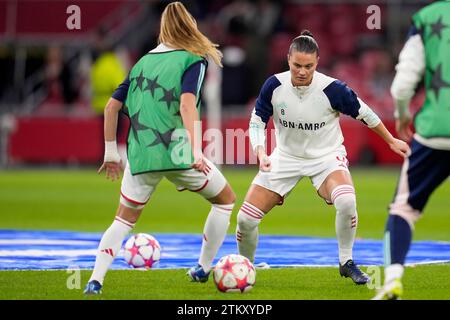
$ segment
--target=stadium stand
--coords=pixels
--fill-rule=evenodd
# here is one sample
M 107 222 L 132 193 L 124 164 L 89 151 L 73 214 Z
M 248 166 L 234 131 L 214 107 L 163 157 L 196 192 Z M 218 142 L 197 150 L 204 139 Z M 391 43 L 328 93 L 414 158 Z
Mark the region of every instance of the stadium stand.
M 73 161 L 91 164 L 99 158 L 102 146 L 98 141 L 85 150 L 87 147 L 82 146 L 85 139 L 71 137 L 80 128 L 87 136 L 90 130 L 95 135 L 94 131 L 101 126 L 90 106 L 89 69 L 94 55 L 93 35 L 99 27 L 106 28 L 113 44 L 126 48 L 132 64 L 156 44 L 159 21 L 155 17 L 159 16 L 165 1 L 80 2 L 81 30 L 66 28 L 66 8 L 71 4 L 65 0 L 0 2 L 0 21 L 3 21 L 0 23 L 0 67 L 3 71 L 0 75 L 0 117 L 13 115 L 15 118 L 15 126 L 1 130 L 8 138 L 0 141 L 6 141 L 2 149 L 8 150 L 6 158 L 10 165 Z M 395 6 L 382 2 L 382 23 L 386 27 L 369 30 L 366 27 L 365 2 L 332 4 L 328 1 L 277 3 L 271 10 L 280 10 L 280 14 L 272 15 L 274 20 L 269 36 L 255 38 L 255 30 L 260 32 L 255 29 L 255 21 L 258 21 L 258 10 L 264 7 L 264 1 L 211 1 L 208 5 L 190 1 L 192 12 L 198 15 L 199 24 L 206 33 L 224 48 L 230 46 L 244 52 L 243 64 L 239 68 L 227 66 L 224 70 L 222 92 L 227 95 L 235 92 L 236 96 L 223 99 L 223 130 L 247 128 L 247 105 L 254 101 L 257 92 L 243 90 L 242 87 L 245 83 L 249 88 L 261 85 L 260 76 L 248 74 L 249 70 L 255 70 L 255 64 L 249 61 L 255 54 L 249 46 L 255 41 L 266 41 L 261 50 L 267 52 L 261 51 L 261 56 L 268 58 L 261 68 L 268 76 L 286 70 L 290 41 L 305 28 L 313 32 L 320 45 L 319 71 L 346 81 L 386 123 L 392 125 L 389 85 L 398 44 L 392 42 L 395 38 L 388 32 L 406 35 L 409 21 L 392 25 L 392 21 L 387 19 L 396 14 Z M 42 10 L 43 6 L 45 10 Z M 248 12 L 256 12 L 256 16 L 241 15 L 241 6 Z M 415 8 L 417 5 L 411 6 L 411 11 Z M 232 20 L 231 25 L 224 28 L 223 17 L 230 12 L 240 18 Z M 245 30 L 242 29 L 244 26 Z M 397 40 L 402 42 L 403 37 Z M 414 99 L 414 109 L 420 106 L 423 98 L 421 93 Z M 52 131 L 56 128 L 61 130 L 58 131 L 60 134 Z M 343 130 L 351 161 L 364 162 L 369 150 L 372 161 L 400 162 L 401 159 L 395 155 L 379 154 L 378 139 L 367 130 L 361 131 L 357 122 L 344 119 Z M 120 139 L 125 139 L 123 134 Z M 30 141 L 33 148 L 29 147 Z M 78 152 L 72 154 L 72 151 L 65 152 L 64 148 Z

◆ EXERCISE AIM ◆
Look back at the data above. Transcribe exactly the lines starting at the line that contains "M 107 222 L" and ending at the line that contains "M 248 166 L".

◆ RESULT BELOW ◆
M 107 222 L 132 193 L 124 164 L 89 151 L 73 214 Z
M 248 166 L 234 131 L 214 107 L 163 157 L 196 192 Z M 218 142 L 197 150 L 204 139 Z M 391 43 L 328 93 L 414 158 Z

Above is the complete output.